Stored entries:
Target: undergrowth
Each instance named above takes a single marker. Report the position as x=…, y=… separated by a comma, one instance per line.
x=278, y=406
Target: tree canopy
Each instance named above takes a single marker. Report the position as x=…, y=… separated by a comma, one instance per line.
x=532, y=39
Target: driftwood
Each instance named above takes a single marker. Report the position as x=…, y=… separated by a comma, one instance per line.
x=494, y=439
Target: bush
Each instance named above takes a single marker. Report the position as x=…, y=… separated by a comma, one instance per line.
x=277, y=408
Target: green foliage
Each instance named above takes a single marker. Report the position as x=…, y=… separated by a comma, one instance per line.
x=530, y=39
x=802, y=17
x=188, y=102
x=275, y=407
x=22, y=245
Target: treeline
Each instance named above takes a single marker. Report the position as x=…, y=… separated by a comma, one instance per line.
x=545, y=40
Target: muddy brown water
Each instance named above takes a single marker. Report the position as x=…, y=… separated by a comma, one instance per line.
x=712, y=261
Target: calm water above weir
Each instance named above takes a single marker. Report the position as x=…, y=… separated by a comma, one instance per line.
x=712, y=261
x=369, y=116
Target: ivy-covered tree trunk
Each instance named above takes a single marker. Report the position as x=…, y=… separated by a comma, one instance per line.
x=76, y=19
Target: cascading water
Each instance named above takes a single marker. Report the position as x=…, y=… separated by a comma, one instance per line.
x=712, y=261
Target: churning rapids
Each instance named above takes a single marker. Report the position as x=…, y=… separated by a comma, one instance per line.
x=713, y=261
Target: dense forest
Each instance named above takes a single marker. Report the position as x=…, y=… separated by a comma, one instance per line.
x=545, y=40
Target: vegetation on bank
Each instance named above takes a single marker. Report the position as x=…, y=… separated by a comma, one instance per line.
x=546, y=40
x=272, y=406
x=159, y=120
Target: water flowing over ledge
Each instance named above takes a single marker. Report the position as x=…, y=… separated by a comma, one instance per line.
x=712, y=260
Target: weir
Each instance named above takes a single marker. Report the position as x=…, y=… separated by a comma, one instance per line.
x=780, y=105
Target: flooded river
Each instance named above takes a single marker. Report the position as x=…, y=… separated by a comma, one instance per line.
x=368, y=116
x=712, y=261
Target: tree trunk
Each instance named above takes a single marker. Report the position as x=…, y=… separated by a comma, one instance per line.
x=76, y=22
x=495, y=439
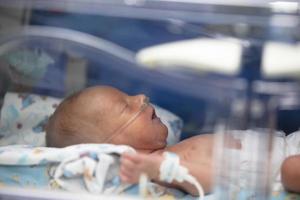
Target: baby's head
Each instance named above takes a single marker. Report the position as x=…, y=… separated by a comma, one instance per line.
x=103, y=114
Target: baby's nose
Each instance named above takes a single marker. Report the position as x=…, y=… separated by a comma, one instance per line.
x=141, y=99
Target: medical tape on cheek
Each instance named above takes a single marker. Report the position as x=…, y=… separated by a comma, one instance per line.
x=132, y=119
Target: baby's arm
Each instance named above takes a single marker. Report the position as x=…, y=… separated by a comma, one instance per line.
x=290, y=173
x=133, y=165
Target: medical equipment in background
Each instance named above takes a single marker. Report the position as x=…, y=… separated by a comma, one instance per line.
x=246, y=103
x=249, y=170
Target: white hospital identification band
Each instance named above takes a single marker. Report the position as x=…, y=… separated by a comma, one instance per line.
x=170, y=170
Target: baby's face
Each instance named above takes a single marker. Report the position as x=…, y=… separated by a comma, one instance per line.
x=145, y=132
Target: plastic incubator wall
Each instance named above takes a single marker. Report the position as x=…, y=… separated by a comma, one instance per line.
x=217, y=67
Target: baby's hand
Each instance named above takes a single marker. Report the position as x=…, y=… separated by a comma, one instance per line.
x=133, y=165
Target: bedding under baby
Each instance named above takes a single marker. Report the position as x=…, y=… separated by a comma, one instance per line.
x=87, y=168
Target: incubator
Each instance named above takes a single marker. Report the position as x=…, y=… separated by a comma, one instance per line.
x=226, y=67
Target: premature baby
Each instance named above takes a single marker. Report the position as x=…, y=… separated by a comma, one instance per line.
x=103, y=114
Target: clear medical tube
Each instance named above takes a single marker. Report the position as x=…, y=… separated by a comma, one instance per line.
x=120, y=129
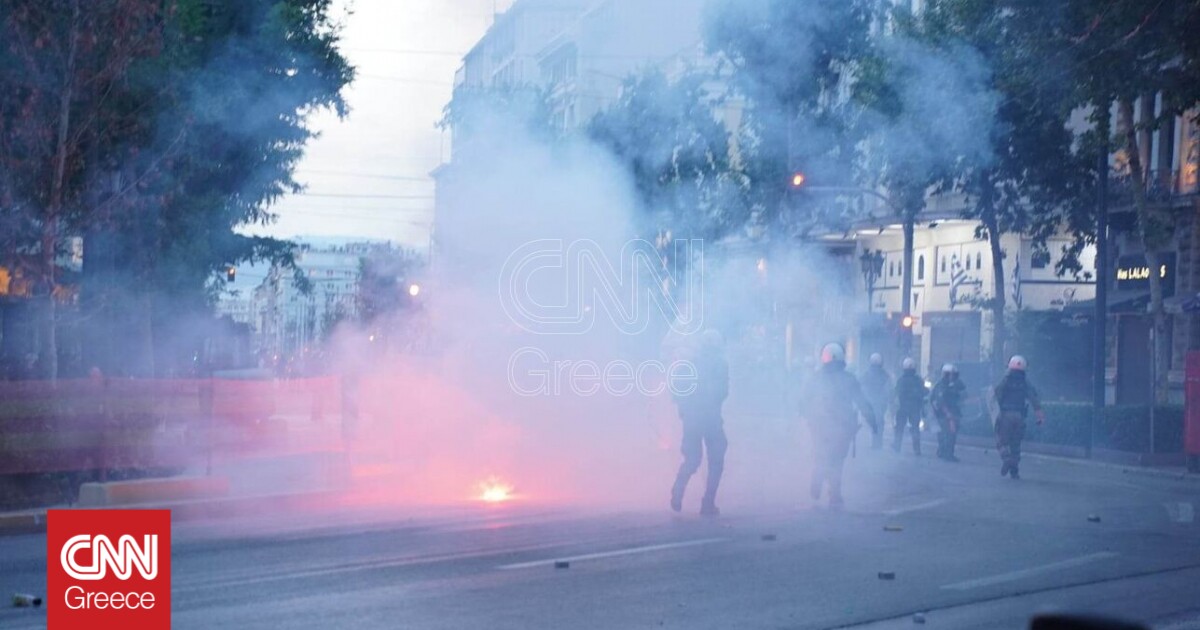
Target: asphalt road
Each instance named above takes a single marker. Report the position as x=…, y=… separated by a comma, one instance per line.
x=973, y=551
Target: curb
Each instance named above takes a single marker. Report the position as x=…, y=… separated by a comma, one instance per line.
x=115, y=493
x=34, y=521
x=1063, y=454
x=29, y=522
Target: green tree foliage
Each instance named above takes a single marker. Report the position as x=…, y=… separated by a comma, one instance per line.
x=157, y=130
x=1116, y=55
x=677, y=150
x=1031, y=180
x=789, y=65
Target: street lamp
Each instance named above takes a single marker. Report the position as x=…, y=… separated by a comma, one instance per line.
x=873, y=268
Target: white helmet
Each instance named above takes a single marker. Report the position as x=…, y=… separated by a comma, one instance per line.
x=833, y=352
x=712, y=339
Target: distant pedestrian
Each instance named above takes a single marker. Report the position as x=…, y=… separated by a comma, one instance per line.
x=831, y=402
x=1014, y=396
x=947, y=403
x=910, y=401
x=877, y=388
x=703, y=429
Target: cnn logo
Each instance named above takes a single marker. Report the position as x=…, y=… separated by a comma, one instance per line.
x=123, y=557
x=113, y=569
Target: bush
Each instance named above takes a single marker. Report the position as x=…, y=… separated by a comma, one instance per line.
x=1122, y=427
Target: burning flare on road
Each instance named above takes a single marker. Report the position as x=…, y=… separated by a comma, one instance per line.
x=495, y=491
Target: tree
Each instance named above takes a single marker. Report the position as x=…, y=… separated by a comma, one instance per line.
x=669, y=137
x=1132, y=54
x=790, y=67
x=154, y=130
x=61, y=64
x=1031, y=180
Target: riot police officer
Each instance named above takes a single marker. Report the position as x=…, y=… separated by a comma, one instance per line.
x=703, y=429
x=947, y=403
x=1014, y=396
x=877, y=388
x=910, y=401
x=831, y=402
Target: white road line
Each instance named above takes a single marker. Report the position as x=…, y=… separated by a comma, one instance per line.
x=917, y=508
x=629, y=551
x=327, y=571
x=1031, y=571
x=1181, y=513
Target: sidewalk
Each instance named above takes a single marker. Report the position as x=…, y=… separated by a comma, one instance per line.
x=304, y=472
x=1126, y=462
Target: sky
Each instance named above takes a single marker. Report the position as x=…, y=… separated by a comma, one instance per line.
x=367, y=174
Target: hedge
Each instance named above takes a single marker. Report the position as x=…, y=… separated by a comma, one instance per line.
x=1122, y=427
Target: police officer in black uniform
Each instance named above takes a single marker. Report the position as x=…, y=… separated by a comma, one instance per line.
x=910, y=402
x=947, y=403
x=877, y=387
x=1014, y=396
x=703, y=429
x=831, y=402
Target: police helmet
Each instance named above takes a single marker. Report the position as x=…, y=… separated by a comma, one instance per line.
x=833, y=352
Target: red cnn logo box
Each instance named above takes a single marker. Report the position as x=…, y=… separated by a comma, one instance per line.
x=108, y=569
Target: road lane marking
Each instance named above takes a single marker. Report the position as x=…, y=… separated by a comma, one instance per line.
x=1181, y=513
x=325, y=571
x=628, y=551
x=917, y=508
x=1030, y=573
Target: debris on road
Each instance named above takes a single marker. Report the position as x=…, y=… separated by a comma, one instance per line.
x=24, y=600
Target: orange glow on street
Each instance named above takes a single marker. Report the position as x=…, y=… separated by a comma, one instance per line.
x=495, y=491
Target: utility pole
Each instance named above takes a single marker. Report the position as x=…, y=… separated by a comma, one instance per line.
x=1099, y=327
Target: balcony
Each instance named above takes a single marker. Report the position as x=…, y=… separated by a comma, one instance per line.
x=1162, y=186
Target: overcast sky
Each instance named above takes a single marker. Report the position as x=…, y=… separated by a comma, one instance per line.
x=367, y=175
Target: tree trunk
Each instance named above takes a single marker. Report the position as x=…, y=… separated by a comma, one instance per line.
x=54, y=208
x=999, y=300
x=1155, y=235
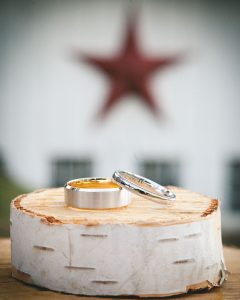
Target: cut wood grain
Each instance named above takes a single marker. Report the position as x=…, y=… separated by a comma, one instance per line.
x=144, y=250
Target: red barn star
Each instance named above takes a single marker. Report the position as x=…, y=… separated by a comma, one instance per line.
x=129, y=71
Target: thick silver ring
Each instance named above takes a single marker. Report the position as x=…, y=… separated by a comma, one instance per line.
x=142, y=186
x=95, y=198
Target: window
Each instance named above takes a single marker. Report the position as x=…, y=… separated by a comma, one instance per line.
x=163, y=172
x=67, y=169
x=234, y=187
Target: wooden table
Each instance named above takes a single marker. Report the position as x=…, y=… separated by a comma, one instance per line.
x=10, y=288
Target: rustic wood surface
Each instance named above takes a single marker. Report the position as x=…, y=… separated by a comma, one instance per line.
x=10, y=288
x=189, y=207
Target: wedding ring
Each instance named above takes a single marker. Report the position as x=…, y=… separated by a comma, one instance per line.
x=95, y=193
x=142, y=186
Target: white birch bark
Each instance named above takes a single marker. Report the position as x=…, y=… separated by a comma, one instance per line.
x=144, y=249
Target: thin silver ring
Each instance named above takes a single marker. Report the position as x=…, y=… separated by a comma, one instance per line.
x=142, y=186
x=95, y=198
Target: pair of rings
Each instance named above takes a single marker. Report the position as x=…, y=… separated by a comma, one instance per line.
x=106, y=193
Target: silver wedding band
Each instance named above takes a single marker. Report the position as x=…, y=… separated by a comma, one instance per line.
x=145, y=187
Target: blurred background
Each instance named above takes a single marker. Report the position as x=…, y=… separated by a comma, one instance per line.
x=50, y=130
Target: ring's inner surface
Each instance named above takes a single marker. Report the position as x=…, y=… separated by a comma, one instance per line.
x=93, y=184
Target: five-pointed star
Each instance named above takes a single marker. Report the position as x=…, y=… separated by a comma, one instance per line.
x=129, y=71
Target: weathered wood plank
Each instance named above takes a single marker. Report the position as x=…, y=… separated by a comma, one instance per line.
x=11, y=288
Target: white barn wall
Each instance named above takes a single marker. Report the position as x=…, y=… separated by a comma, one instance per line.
x=49, y=102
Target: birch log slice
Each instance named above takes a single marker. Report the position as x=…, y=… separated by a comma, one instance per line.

> **EXERCISE GOAL**
Replace "silver" with "gold" in the records between the lines holding "Target: wooden table" and "x=145, y=187", inclusive, and give only those lines with nothing else changed.

> **TASK RESULT**
Target: wooden table
Each instance named above takes a single marker. Report the position as x=…, y=… separated by a comma, one instance per line.
x=10, y=288
Target: rustic wood surface
Each instance named above takes a single marker. Report the position as x=…, y=… separated by a comma, one instance per line.
x=10, y=288
x=189, y=207
Target: wedding ring
Each instance named above takes a single marker. Report the position as x=…, y=… separated by a comma, one instance per line.
x=95, y=193
x=142, y=186
Target: white birch bark
Each instance named above takes a single marker. Report the position as x=…, y=… separated by a comma, one instance per line.
x=144, y=249
Target: thin gold ring
Each instance named above takes a single marker. Report the position as x=…, y=… separated by a comma, one instance per line.
x=142, y=186
x=95, y=198
Target: pair of rings
Each instance named above takes a single marker. Report the position as x=…, y=… separated by a comma, one instance per line.
x=106, y=193
Target: gold wedding band
Each instance named above takes a single marker. Report the position as x=…, y=… separated by a comma, one instance per line.
x=145, y=187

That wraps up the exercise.